= Short task A =
In the timeline of historical events below, take the part that starts with "Thirty-one men die" and ends with "survived. – 1958." and write it out again, swapping "Lake Michigan" for "Lake Superior".

= Document segment =
In a move that stirs up some controversy, the United States sends 88 German scientists to America to assist the Nation in its production of rocket technology. Most of these men had served under the Nazi regime and critics in the United States doubted the morality of placing them in the service of America. Nevertheless, the U.S. government is desperate to acquire the scientific know-how that had produced the terrifying and destructive V-1 and V-2 rockets for Germany during WWII. – 1945.
November 17
The Suez Canal, connecting the Mediterranean and the Red Seas, is inaugurated in an elaborate ceremony attended by French Empress Eugénie, wife of Napoleon III. – 1869.
November 18
At exactly noon on this day, American and Canadian railroads begin using four continental time zones to end the confusion of dealing with thousands of local times. The bold move was emblematic of the power shared by the railroad companies. – 1883.
Thirty-one men die on Lake Michigan with the sinking of the Carl D. Bradley during one of the worst storms in the Lake’s history. Four crewmen survived. – 1958.
Peoples Temple founder leads hundreds of his followers in a mass murder-suicide at their agricultural commune in a remote part of the South American nation of Guyana. Many of the Peoples Temple followers willingly ingest a poison-laced punch while others were forced to do so. The final death toll at Jonestown that day was 909; one-third of those who perished were children. – 1978.
November 19
At the dedication of a military cemetery at Gettysburg, Pa., during the American Civil War, president Abraham Lincoln delivers one of the most memorable speeches in American history. In just 272 words, Lincoln brilliantly and movingly reminded a war-weary public why the Union had to fight to win the Civil War. – 1863.
November 20
Twenty-four high-ranking Nazis go on trial in Nuremberg, Germany, for atrocities committed during World War II. – 1945.

= Short task B =
Reproduce the rows below word for word, leaving out the picture.

= Rows =
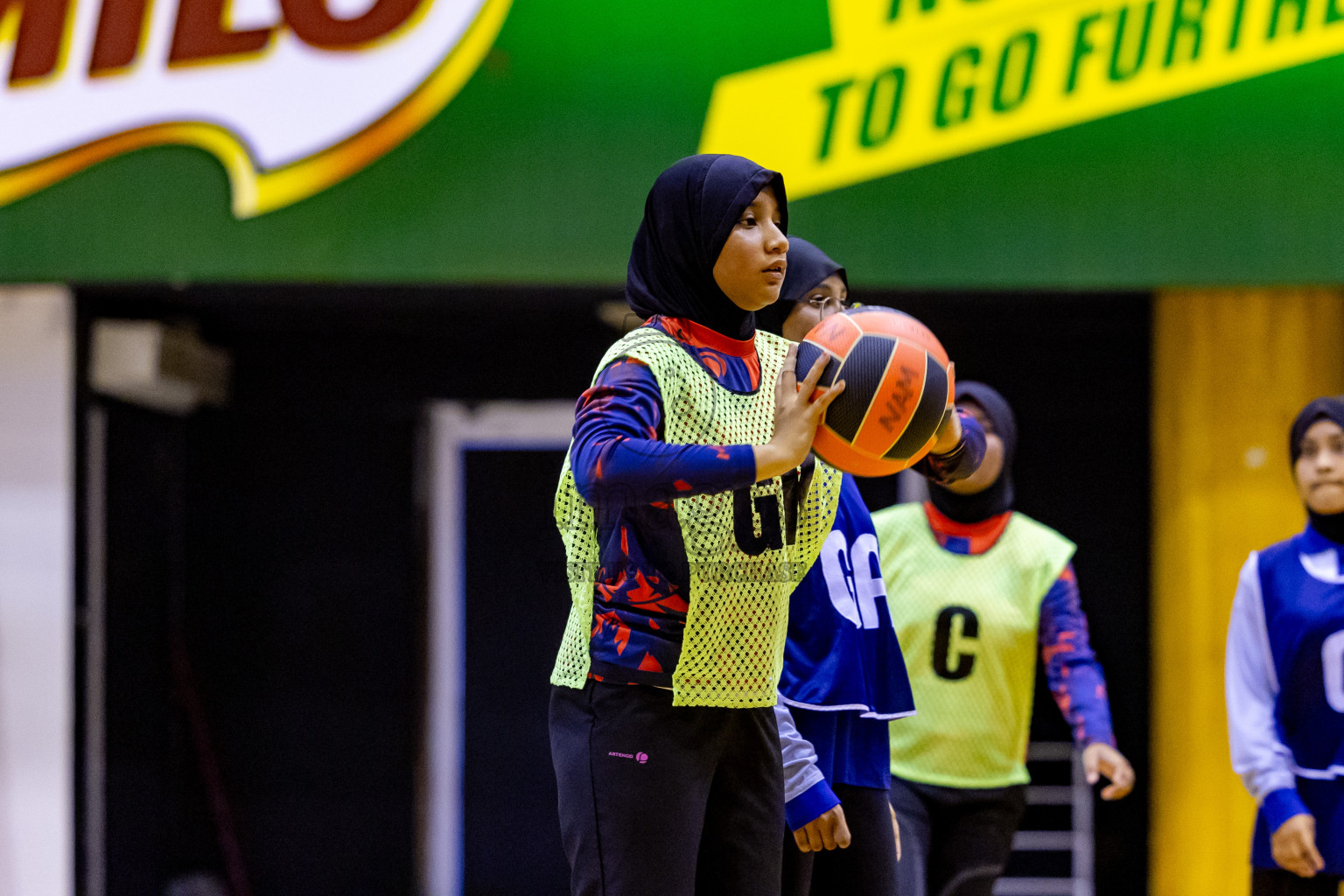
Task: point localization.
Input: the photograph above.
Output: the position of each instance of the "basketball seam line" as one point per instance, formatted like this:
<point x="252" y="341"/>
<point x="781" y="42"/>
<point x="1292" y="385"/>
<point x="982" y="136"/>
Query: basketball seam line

= Expected output A =
Thirty-one men die on Lake Superior with the sinking of the Carl D. Bradley during one of the worst storms in the Lake’s history. Four crewmen survived. – 1958.

= Expected output B =
Task: point localization.
Input: the photograph above.
Output: the position of each instance of the "basketball seam line" as one point per instance, formatted like this:
<point x="252" y="341"/>
<point x="781" y="42"/>
<point x="1292" y="385"/>
<point x="982" y="136"/>
Query: basketball seam line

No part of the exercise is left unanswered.